Provided text:
start

The Earth is not Australia’s right now, nor are the Ashes, and one could argue that part of the reason is that the Australian selectors have not treated the imposters of triumph and disaster just the same.

They did in 2009.

The triumph was an innings victory in Headingley to level the Ashes series 1-1. They “risked it all on a game of pitch and toss” by gambling with a fourth quick, Stuart Clark, and banking on a green seamer in Leeds. It worked. England won the toss and lost 20 wickets for 365 to book-end Australia’s only innings of 445.

Australia went unchanged to the grass-less, baron-dry, dusty Oval. The disaster came. With no specialist spinner, Australia removed 19 English wickets for scores of 332 and 373 declared. Hardly the run-gluts you may have expected given what was written in the post-script. But Australia managed a meagre 160 in their first innings, with pace-man Stuart Broad claiming five of Australia’s top seven, and off-spinner Graeme Swann bagging four of the rest.

end

Things to do:
a – From the Ashes passage, return the words from "They did in" up to and including "innings of 445.", copied without any change.
b – Recast the entries from the line with "Highlight the rocky" up to and including the line with "[0,548,1242,896]" as a two-column CSV with the columns text and answer, one row per entry. Wrap each field in double quotes and replace any line breaks with spaces.

Region annotation entries
start

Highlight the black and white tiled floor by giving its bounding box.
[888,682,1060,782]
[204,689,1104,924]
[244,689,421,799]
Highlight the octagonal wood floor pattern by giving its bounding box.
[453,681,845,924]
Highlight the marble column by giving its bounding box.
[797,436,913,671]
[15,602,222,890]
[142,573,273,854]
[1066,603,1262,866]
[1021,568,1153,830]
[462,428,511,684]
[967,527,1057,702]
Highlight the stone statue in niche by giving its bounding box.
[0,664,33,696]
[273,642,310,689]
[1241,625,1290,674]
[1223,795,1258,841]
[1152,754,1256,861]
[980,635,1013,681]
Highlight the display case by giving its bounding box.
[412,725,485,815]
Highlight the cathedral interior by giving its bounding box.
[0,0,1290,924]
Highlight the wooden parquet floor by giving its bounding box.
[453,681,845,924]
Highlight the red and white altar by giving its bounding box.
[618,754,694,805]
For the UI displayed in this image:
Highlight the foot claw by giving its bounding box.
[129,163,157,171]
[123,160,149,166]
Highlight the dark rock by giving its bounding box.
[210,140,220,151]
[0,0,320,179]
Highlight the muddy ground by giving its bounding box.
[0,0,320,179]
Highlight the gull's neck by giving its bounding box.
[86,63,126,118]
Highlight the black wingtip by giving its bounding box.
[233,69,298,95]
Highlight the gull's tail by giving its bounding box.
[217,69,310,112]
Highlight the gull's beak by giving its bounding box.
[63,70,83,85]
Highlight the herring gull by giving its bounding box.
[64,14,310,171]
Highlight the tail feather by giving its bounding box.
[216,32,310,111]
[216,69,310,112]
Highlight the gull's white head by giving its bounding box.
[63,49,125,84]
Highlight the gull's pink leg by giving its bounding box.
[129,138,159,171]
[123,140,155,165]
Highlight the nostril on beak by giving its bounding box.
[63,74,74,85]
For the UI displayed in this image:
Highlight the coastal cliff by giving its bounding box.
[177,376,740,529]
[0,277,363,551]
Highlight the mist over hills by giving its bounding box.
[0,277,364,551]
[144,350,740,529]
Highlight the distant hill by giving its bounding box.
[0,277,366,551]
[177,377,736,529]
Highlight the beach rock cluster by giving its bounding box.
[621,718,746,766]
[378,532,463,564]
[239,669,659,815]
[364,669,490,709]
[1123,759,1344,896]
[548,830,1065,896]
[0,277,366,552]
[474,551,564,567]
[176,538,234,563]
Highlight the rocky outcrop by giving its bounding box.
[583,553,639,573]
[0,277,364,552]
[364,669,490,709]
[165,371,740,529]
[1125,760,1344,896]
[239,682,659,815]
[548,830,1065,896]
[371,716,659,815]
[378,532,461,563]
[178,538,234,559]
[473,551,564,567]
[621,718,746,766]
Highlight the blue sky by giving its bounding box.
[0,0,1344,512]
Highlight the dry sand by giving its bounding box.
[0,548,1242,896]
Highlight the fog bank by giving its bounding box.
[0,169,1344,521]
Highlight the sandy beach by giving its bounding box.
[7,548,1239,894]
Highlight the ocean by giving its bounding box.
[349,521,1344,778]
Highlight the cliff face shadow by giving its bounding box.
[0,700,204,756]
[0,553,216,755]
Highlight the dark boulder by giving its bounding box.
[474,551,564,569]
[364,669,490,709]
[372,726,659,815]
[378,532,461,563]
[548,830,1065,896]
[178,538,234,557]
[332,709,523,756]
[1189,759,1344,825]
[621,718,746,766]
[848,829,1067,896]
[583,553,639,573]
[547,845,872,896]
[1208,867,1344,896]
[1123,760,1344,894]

end

Solutions for each task:
a –
They did in 2009.

The triumph was an innings victory in Headingley to level the Ashes series 1-1. They “risked it all on a game of pitch and toss” by gambling with a fourth quick, Stuart Clark, and banking on a green seamer in Leeds. It worked. England won the toss and lost 20 wickets for 365 to book-end Australia’s only innings of 445.

b –
text,answer
"Highlight the rocky outcrop by giving its bounding box.","[583,553,639,573] [0,277,364,552] [364,669,490,709] [165,371,740,529] [1125,760,1344,896] [239,682,659,815] [548,830,1065,896] [371,716,659,815] [378,532,461,563] [178,538,234,559] [473,551,564,567] [621,718,746,766]"
"Highlight the blue sky by giving its bounding box.","[0,0,1344,512]"
"Highlight the dry sand by giving its bounding box.","[0,548,1242,896]"